-- JOB --
Could you return all of the following lines exactly as they appear?

Rows from a dataset
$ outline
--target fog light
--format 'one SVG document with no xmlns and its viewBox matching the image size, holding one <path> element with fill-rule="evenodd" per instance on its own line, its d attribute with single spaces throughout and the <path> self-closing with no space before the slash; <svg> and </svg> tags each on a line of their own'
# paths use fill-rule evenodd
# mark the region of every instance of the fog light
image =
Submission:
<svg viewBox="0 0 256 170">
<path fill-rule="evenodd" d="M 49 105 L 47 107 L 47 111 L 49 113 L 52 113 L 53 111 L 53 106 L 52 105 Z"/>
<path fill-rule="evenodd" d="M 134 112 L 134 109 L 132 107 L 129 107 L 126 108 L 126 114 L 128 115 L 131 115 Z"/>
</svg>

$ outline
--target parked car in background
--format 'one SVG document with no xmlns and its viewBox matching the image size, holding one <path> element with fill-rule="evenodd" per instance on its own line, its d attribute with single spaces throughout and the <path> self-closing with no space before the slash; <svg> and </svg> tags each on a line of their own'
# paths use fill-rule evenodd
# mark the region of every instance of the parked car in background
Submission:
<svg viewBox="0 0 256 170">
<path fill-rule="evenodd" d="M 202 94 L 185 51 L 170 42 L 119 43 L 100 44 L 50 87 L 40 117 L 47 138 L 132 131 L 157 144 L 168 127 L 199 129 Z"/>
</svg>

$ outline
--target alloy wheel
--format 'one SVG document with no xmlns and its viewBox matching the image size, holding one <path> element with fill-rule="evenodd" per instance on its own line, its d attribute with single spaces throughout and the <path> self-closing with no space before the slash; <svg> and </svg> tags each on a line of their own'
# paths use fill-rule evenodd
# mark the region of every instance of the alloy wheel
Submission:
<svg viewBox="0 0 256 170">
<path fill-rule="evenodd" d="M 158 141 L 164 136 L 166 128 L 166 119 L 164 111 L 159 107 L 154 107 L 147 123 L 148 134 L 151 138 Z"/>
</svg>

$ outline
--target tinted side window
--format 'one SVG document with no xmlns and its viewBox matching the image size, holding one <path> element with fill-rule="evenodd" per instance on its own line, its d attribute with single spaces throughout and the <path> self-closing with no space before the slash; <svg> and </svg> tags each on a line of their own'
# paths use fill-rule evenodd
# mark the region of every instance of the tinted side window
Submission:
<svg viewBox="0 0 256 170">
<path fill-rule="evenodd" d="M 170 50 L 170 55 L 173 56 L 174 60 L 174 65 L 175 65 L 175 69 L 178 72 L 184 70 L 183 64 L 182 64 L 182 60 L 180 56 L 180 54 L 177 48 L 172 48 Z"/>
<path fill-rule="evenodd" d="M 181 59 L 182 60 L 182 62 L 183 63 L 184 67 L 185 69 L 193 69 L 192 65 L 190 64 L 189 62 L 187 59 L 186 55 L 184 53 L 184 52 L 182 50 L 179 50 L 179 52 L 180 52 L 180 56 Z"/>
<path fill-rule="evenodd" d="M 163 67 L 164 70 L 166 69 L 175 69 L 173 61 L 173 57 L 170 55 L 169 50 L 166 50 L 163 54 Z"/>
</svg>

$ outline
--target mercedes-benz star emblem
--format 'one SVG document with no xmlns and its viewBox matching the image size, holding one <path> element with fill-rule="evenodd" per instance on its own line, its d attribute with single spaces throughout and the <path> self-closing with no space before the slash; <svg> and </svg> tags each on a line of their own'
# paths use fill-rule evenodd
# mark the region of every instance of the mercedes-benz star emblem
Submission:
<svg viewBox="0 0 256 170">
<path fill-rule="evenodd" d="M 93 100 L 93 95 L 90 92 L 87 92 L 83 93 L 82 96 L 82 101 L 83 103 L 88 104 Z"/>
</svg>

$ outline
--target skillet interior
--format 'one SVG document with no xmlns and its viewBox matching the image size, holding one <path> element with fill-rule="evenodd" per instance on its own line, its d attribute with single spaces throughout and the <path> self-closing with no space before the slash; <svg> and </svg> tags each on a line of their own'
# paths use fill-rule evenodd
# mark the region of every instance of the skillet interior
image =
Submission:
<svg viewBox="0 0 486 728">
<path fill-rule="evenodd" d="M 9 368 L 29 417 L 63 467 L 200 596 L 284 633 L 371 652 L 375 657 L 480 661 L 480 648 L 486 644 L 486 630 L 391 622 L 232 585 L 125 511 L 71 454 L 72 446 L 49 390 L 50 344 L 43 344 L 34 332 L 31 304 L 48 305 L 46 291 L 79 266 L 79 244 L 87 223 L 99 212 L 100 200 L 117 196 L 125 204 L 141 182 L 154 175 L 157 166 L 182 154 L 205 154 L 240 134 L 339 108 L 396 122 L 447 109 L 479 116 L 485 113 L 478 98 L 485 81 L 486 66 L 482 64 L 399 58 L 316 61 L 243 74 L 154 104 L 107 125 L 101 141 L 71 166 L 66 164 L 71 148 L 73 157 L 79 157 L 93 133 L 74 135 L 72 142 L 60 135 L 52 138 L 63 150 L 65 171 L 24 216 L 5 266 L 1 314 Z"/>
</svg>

-- EXPECTED ANSWER --
$ outline
--target fog light
--format 'one SVG document with no xmlns and its viewBox matching the image size, holding one <path> element with fill-rule="evenodd" per instance on its own line, its d attribute with single spaces throughout and the <path> self-closing with no space before the slash; <svg> and </svg> tags each on a line of their own'
# paths use fill-rule evenodd
# mark the region of every instance of the fog light
image =
Submission:
<svg viewBox="0 0 256 170">
<path fill-rule="evenodd" d="M 49 105 L 47 107 L 47 111 L 49 113 L 52 113 L 53 111 L 53 106 L 52 105 Z"/>
<path fill-rule="evenodd" d="M 134 112 L 134 109 L 132 107 L 129 107 L 126 108 L 126 114 L 128 115 L 131 115 Z"/>
</svg>

$ outline
--target parked car in background
--format 'one SVG document with no xmlns and its viewBox matching the image size, holding one <path> element with fill-rule="evenodd" per instance on its own line, its d attribute with single spaces throughout and the <path> self-closing with no space before the slash; <svg> and </svg> tags each on a line of their own'
# paths use fill-rule evenodd
# mark the region of every instance of the parked car in background
Submission:
<svg viewBox="0 0 256 170">
<path fill-rule="evenodd" d="M 202 94 L 185 51 L 170 42 L 119 43 L 100 44 L 50 87 L 40 117 L 47 138 L 132 131 L 157 144 L 168 127 L 199 129 Z"/>
</svg>

$ outline
--target alloy wheel
--format 'one SVG document with no xmlns and its viewBox matching the image size, holding one <path> element with fill-rule="evenodd" per instance on its own line, its d attribute with single spaces throughout and the <path> self-closing with no space before the slash; <svg> and </svg> tags each on a line of their own'
# paths use fill-rule evenodd
# mark the region of every instance of the alloy wheel
Submission:
<svg viewBox="0 0 256 170">
<path fill-rule="evenodd" d="M 158 141 L 164 136 L 166 128 L 166 119 L 164 111 L 159 107 L 154 107 L 147 123 L 148 134 L 151 138 Z"/>
</svg>

$ outline
--target tinted side window
--format 'one SVG document with no xmlns and its viewBox matching the image size, holding one <path> element with fill-rule="evenodd" per instance on its own line, its d attribute with single spaces throughout and the <path> self-closing with no space before the slash; <svg> and </svg> tags each on a line of their own'
# paths use fill-rule evenodd
# mark the region of every instance of the tinted side window
Submission:
<svg viewBox="0 0 256 170">
<path fill-rule="evenodd" d="M 170 50 L 170 55 L 173 56 L 174 60 L 174 65 L 175 65 L 175 69 L 178 72 L 184 70 L 183 64 L 182 64 L 182 60 L 180 56 L 180 54 L 177 48 L 172 48 Z"/>
<path fill-rule="evenodd" d="M 181 59 L 182 60 L 182 62 L 183 63 L 184 67 L 185 69 L 193 69 L 192 65 L 190 64 L 189 62 L 187 59 L 186 55 L 184 53 L 184 52 L 182 50 L 179 50 L 179 52 L 180 52 L 180 56 Z"/>
<path fill-rule="evenodd" d="M 163 67 L 164 70 L 166 69 L 175 69 L 173 61 L 173 57 L 170 55 L 169 50 L 166 50 L 163 54 Z"/>
</svg>

$ outline
--target mercedes-benz star emblem
--format 'one SVG document with no xmlns and its viewBox matching the image size, holding one <path> element with fill-rule="evenodd" per instance on its own line, its d attribute with single spaces throughout and the <path> self-closing with no space before the slash; <svg> and </svg> tags each on a line of their own'
# paths use fill-rule evenodd
# mark the region of every instance of the mercedes-benz star emblem
Submission:
<svg viewBox="0 0 256 170">
<path fill-rule="evenodd" d="M 93 100 L 93 95 L 90 92 L 87 92 L 83 93 L 82 96 L 82 101 L 83 103 L 88 104 Z"/>
</svg>

$ outline
--target skillet interior
--format 'one SVG document with no xmlns and its viewBox matching the image size, holding one <path> element with fill-rule="evenodd" per instance on its own line, its d attribute with single spaces throughout and the <path> self-closing with no space before the slash; <svg> and </svg> tags each on a line of their own'
# paths use fill-rule evenodd
# mark the region of every instance of the skillet interior
image =
Submission:
<svg viewBox="0 0 486 728">
<path fill-rule="evenodd" d="M 9 368 L 29 417 L 63 467 L 200 596 L 284 633 L 371 652 L 375 657 L 480 661 L 480 648 L 486 644 L 486 630 L 391 622 L 232 585 L 125 511 L 71 454 L 72 446 L 49 390 L 50 344 L 43 344 L 34 332 L 31 304 L 48 305 L 46 291 L 79 266 L 79 244 L 87 223 L 99 212 L 100 200 L 117 196 L 125 204 L 141 182 L 154 175 L 157 166 L 182 154 L 205 154 L 240 134 L 339 108 L 396 122 L 447 109 L 479 116 L 485 113 L 478 98 L 485 81 L 486 66 L 482 64 L 399 58 L 316 61 L 243 74 L 154 104 L 107 125 L 101 141 L 71 166 L 66 164 L 71 148 L 73 157 L 79 157 L 93 133 L 74 135 L 72 142 L 60 135 L 52 138 L 63 150 L 65 171 L 24 216 L 5 266 L 1 314 Z"/>
</svg>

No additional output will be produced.